▼▼▼
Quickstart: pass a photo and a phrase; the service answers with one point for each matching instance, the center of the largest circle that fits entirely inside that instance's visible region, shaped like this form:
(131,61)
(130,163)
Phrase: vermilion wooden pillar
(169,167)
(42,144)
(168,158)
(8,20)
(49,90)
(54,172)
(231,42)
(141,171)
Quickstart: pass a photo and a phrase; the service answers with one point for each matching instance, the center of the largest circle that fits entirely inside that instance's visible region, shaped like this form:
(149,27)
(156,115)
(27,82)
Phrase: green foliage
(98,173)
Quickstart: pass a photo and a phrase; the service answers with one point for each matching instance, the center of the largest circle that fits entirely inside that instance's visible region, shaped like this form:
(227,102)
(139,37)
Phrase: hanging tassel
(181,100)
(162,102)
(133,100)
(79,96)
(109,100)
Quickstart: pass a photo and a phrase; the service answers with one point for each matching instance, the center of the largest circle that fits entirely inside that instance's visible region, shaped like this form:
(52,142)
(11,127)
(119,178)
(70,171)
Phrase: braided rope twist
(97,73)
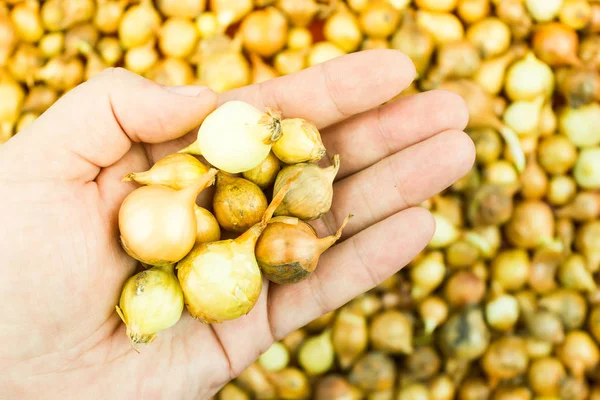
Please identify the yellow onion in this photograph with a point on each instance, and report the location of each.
(25, 62)
(413, 391)
(392, 332)
(62, 73)
(423, 363)
(181, 8)
(171, 72)
(264, 32)
(465, 335)
(532, 223)
(299, 12)
(585, 206)
(579, 86)
(26, 20)
(316, 354)
(12, 96)
(207, 227)
(544, 10)
(556, 44)
(557, 154)
(158, 224)
(311, 195)
(414, 41)
(230, 11)
(336, 387)
(505, 358)
(375, 372)
(576, 14)
(587, 242)
(264, 174)
(108, 14)
(349, 337)
(343, 30)
(464, 288)
(427, 274)
(471, 11)
(151, 301)
(299, 38)
(110, 50)
(275, 358)
(457, 59)
(52, 44)
(491, 74)
(290, 61)
(481, 114)
(491, 36)
(238, 203)
(39, 99)
(221, 280)
(300, 142)
(62, 14)
(502, 312)
(578, 352)
(288, 250)
(574, 274)
(587, 168)
(581, 125)
(528, 79)
(140, 59)
(523, 116)
(545, 376)
(443, 27)
(323, 51)
(291, 384)
(177, 37)
(379, 19)
(442, 388)
(25, 120)
(237, 137)
(139, 25)
(474, 389)
(232, 392)
(261, 72)
(434, 312)
(254, 380)
(562, 190)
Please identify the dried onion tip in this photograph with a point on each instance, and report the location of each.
(312, 194)
(221, 280)
(237, 137)
(238, 203)
(288, 250)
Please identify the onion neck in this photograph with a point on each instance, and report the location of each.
(190, 193)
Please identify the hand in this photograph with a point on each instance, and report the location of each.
(63, 268)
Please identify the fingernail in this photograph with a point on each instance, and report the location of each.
(188, 90)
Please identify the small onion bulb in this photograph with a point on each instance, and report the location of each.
(236, 137)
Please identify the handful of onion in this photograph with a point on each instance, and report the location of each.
(162, 226)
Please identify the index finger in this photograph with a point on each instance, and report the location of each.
(334, 90)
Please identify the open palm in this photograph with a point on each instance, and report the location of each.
(62, 267)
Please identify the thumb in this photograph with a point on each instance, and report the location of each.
(95, 124)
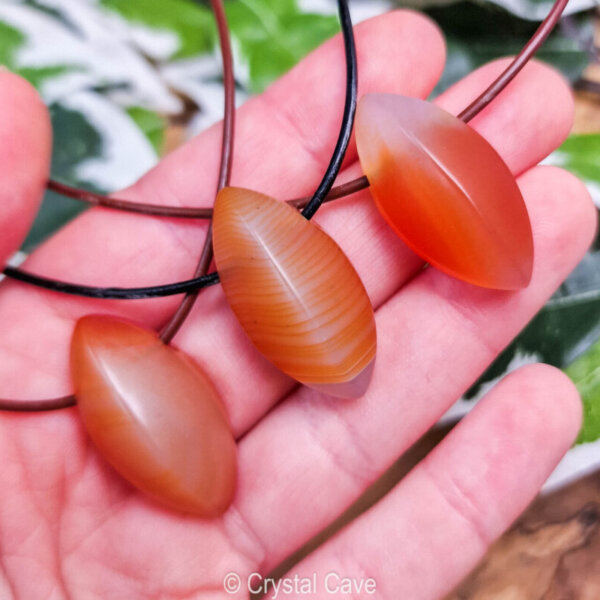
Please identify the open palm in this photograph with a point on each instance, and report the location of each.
(71, 528)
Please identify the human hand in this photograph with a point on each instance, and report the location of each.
(66, 517)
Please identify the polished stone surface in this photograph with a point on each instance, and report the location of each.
(295, 293)
(445, 191)
(154, 415)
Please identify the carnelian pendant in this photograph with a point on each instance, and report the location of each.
(445, 191)
(294, 292)
(154, 415)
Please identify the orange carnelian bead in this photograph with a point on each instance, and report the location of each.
(154, 415)
(294, 292)
(445, 191)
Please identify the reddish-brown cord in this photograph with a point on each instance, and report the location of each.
(180, 315)
(351, 187)
(532, 46)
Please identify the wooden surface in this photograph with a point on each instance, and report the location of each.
(552, 553)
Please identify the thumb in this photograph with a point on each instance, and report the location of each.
(25, 148)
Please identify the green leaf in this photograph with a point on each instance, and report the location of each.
(274, 36)
(580, 154)
(585, 373)
(478, 33)
(564, 329)
(532, 10)
(10, 40)
(192, 23)
(152, 125)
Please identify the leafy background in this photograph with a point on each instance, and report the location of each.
(126, 80)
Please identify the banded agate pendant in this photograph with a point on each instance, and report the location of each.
(294, 292)
(445, 191)
(154, 415)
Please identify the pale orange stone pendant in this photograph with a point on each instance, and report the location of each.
(294, 292)
(445, 191)
(154, 415)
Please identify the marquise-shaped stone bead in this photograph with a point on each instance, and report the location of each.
(294, 292)
(154, 415)
(445, 191)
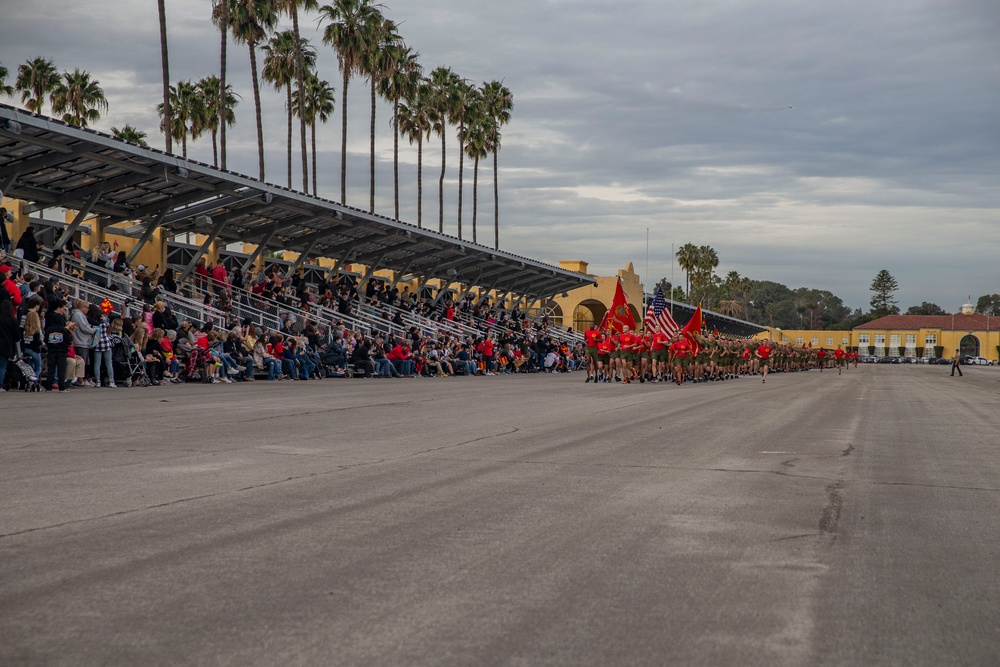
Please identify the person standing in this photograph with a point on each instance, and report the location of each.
(763, 353)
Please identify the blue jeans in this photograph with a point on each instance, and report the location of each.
(404, 366)
(35, 359)
(104, 355)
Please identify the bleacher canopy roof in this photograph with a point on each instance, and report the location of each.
(51, 164)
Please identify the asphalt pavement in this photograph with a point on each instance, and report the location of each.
(816, 519)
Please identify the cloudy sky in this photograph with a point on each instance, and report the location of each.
(810, 143)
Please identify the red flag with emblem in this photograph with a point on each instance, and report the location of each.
(619, 315)
(692, 328)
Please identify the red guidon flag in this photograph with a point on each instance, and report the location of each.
(692, 328)
(619, 315)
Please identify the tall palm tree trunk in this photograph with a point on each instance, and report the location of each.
(343, 140)
(461, 164)
(256, 102)
(395, 157)
(420, 181)
(475, 195)
(371, 168)
(300, 80)
(312, 126)
(496, 206)
(223, 108)
(288, 105)
(165, 63)
(444, 158)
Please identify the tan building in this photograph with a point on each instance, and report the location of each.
(928, 336)
(579, 307)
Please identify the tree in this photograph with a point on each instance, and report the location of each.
(988, 304)
(291, 7)
(442, 100)
(883, 301)
(5, 88)
(36, 79)
(250, 22)
(687, 259)
(348, 23)
(79, 98)
(165, 68)
(209, 87)
(499, 104)
(130, 134)
(461, 115)
(415, 123)
(190, 116)
(223, 110)
(279, 71)
(319, 103)
(477, 145)
(403, 75)
(926, 309)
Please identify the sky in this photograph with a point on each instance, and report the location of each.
(809, 143)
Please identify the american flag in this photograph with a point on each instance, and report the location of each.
(658, 317)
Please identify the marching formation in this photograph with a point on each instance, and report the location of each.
(648, 356)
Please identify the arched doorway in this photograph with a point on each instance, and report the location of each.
(969, 347)
(553, 311)
(586, 312)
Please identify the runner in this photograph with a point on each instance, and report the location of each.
(763, 353)
(838, 357)
(627, 354)
(680, 356)
(593, 336)
(604, 359)
(659, 354)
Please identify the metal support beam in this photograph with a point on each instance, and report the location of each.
(81, 215)
(252, 259)
(302, 257)
(203, 248)
(146, 235)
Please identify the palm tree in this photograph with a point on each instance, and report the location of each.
(78, 98)
(687, 259)
(401, 78)
(461, 115)
(36, 79)
(251, 21)
(499, 104)
(442, 99)
(279, 71)
(5, 88)
(382, 38)
(348, 22)
(130, 134)
(209, 87)
(165, 67)
(477, 145)
(190, 115)
(221, 8)
(415, 122)
(318, 105)
(707, 260)
(291, 7)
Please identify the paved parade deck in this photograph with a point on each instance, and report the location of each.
(813, 520)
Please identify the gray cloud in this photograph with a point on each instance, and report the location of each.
(669, 116)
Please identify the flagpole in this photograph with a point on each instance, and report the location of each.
(671, 279)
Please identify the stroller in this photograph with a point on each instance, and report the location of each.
▲▲▲
**TASK:** Take the material above and set it down exactly, minus the images.

**ANSWER SECTION:**
Quickstart: pass a photo and a phrase; the service answers with one point for each matching instance, the center of the largest circle that fits entirely inside that instance's visible region, shaped like this form:
(131,61)
(130,163)
Phrase: vermilion wooden pillar
(169,167)
(42,144)
(168,158)
(8,20)
(49,90)
(54,172)
(231,42)
(141,171)
Quickstart: pass a photo and a phrase; the service answers with one point for each matching instance, the center of the largest circle that fits entirely inside that instance's visible region, shaped like this form:
(149,27)
(156,115)
(27,82)
Phrase: green foliage
(98,173)
Quickstart: pass a photo and a phrase; the service answers with one point for each matching instance, the center of the largest circle that fits entirely inside that instance's visible region, shaped like this form:
(227,102)
(139,37)
Phrase: hanging tassel
(181,100)
(162,102)
(133,100)
(79,96)
(109,100)
Quickstart: pass a photo and a phrase; the service answers with one point for each matching instance, the center of the largest circle that fits entirely inside that instance's visible region, shaped like this form:
(52,142)
(11,127)
(119,178)
(70,171)
Phrase: braided rope twist
(97,73)
Please identify the yellow onion in this photograph with a point on each instance, and report the location of each.
(25, 62)
(413, 391)
(392, 332)
(62, 73)
(423, 363)
(181, 8)
(171, 72)
(264, 32)
(465, 335)
(532, 223)
(299, 12)
(585, 206)
(579, 86)
(26, 20)
(316, 354)
(12, 96)
(207, 227)
(544, 10)
(556, 44)
(557, 154)
(158, 224)
(311, 195)
(414, 41)
(230, 11)
(336, 387)
(505, 358)
(375, 372)
(576, 14)
(587, 242)
(264, 174)
(108, 14)
(349, 337)
(343, 30)
(464, 288)
(427, 274)
(471, 11)
(151, 301)
(299, 38)
(110, 50)
(275, 358)
(457, 59)
(52, 44)
(491, 74)
(290, 61)
(481, 114)
(491, 36)
(238, 203)
(39, 99)
(221, 280)
(300, 142)
(62, 14)
(502, 312)
(578, 352)
(288, 250)
(574, 274)
(587, 168)
(581, 125)
(528, 79)
(140, 59)
(523, 116)
(545, 376)
(443, 27)
(323, 51)
(291, 384)
(177, 37)
(379, 19)
(442, 388)
(25, 120)
(237, 137)
(139, 25)
(474, 389)
(232, 392)
(261, 72)
(434, 312)
(254, 380)
(562, 190)
Please identify the dried onion tip in this photograph with a point on each instance, and report the location of each.
(312, 194)
(221, 280)
(237, 137)
(238, 203)
(288, 250)
Please identify the onion neck in this photograph with a point on each instance, and report the location of each.
(190, 193)
Please identify the hand in this photograph with a point on each instance, and report the location of each.
(63, 268)
Please identify the fingernail in this photograph with a point on each instance, and report the location of each.
(188, 90)
Please identify the small onion bulb in this photograph with a point on each instance, and report the location of each.
(236, 137)
Please identify the handful of onion in this photograph with a point on each instance, and report the location of each.
(162, 226)
Please identify the index finger in this photograph with a point on each instance, and report the location of each.
(334, 90)
Please identify the open palm in this photograph with a point on each instance, and report the location of each.
(62, 267)
Please identify the thumb in this photograph with a point on each instance, and report the location of each.
(95, 124)
Please identify the open palm in this photograph with a point on each instance, and report the location of each.
(71, 528)
Please identify the human hand in this photograph with a point on each instance, and report the location of each.
(66, 517)
Please identify the polished stone surface in this photograph with a point on each instance, and report the location of each.
(295, 293)
(445, 191)
(154, 415)
Please identify the carnelian pendant in this photograph with a point on each instance, and report the location of each.
(445, 191)
(294, 292)
(154, 415)
Please identify the orange carnelian bead in this photograph with a point on each instance, and report the location of each.
(154, 415)
(294, 292)
(445, 191)
Please identify the reddish-brown cord in this photograph with a point on each instance, and report the location of each.
(180, 315)
(351, 187)
(532, 46)
Please identify the wooden surface in this photograph with a point on each instance, and report the location of each.
(552, 553)
Please identify the thumb in this photograph with a point on each instance, and report the location of each.
(25, 148)
Please identify the green leaf in this photograph with a point on each instance, and report the location of each.
(274, 36)
(580, 154)
(585, 373)
(478, 33)
(564, 329)
(532, 10)
(10, 40)
(192, 23)
(152, 125)
Please identify the leafy background in this photograph with a point on each instance, and report the location of each.
(126, 80)
Please identify the banded agate pendant in this photograph with a point on each instance, and report the location of each.
(294, 292)
(445, 191)
(154, 415)
Please identify the pale orange stone pendant in this photograph with a point on each instance, and report the location of each.
(294, 292)
(445, 191)
(154, 415)
Please identify the marquise-shaped stone bead in this photograph with a point on each instance, and report the location of each.
(294, 292)
(154, 415)
(445, 191)
Please identify the person standing in this photograph with a point on each instance, and report the location of each.
(763, 353)
Please identify the blue jeans in this photograph with a point on each instance, and report the location of each.
(404, 366)
(35, 359)
(104, 355)
Please identify the bleacher canopy roof in this photograph with a point on each instance, and report the location of each.
(51, 164)
Please identify the asphalt pavement in this photograph with a point on each instance, and report the location of each.
(816, 519)
Please identify the cloudy sky in this photograph with a point on each instance, and report the location of each.
(810, 143)
Please identify the red flag with emblem in this photograph with a point on each instance, and report the location of each.
(619, 315)
(692, 328)
Please identify the red guidon flag in this photograph with a point on each instance, and report the location of each.
(692, 328)
(619, 315)
Please identify the tall palm tree trunk in this photograph with a point on each instance, and report the location of each.
(343, 140)
(461, 164)
(256, 102)
(395, 157)
(420, 181)
(475, 195)
(371, 168)
(300, 80)
(312, 126)
(496, 206)
(223, 108)
(288, 105)
(165, 63)
(444, 158)
Please identify the tan building in this photograph with a point on each instance, and report the location of each.
(928, 336)
(579, 307)
Please identify the tree in this photograph with a point on each instance, and report the location of each.
(988, 304)
(291, 7)
(442, 100)
(883, 301)
(5, 88)
(36, 79)
(250, 22)
(687, 259)
(348, 23)
(79, 98)
(165, 68)
(209, 87)
(499, 104)
(130, 134)
(461, 115)
(415, 123)
(190, 116)
(223, 110)
(279, 71)
(319, 103)
(477, 145)
(403, 75)
(926, 309)
Please identify the sky in this photograph with a point on each instance, and report the location of each.
(809, 143)
Please identify the american flag in this photograph with a point on each instance, and report the location of each.
(658, 317)
Please identify the marching formation in this photograph with a point on each instance, and report the location of each.
(648, 356)
Please identify the arched doorway in this photograph with a point on each instance, and report the location of each.
(969, 347)
(553, 311)
(586, 312)
Please identify the runner in this photograph with a point on each instance, and report the location of each.
(763, 353)
(838, 357)
(627, 354)
(680, 356)
(593, 336)
(604, 359)
(659, 354)
Please identify the metal support beam in this photograph with a point on each instance, and report the location of each.
(81, 215)
(252, 259)
(302, 257)
(203, 248)
(146, 235)
Please identify the palm tree in this photograph with a point on each instance, and report the location of each.
(78, 98)
(687, 259)
(401, 78)
(461, 115)
(36, 79)
(251, 21)
(499, 104)
(442, 99)
(279, 71)
(5, 88)
(382, 38)
(348, 22)
(130, 134)
(209, 87)
(165, 67)
(477, 145)
(190, 115)
(221, 8)
(415, 122)
(318, 105)
(707, 260)
(291, 7)
Please identify the paved parade deck in this photograph with a point on each instance, and report the location of each.
(813, 520)
Please identify the gray cloud in this photograph with a point on each instance, and report the location of each.
(669, 116)
Please identify the flagpole in this photograph with a point on each instance, and report the location of each.
(671, 279)
Please identify the stroller in this photograph with a point on each instance, and report the location of each.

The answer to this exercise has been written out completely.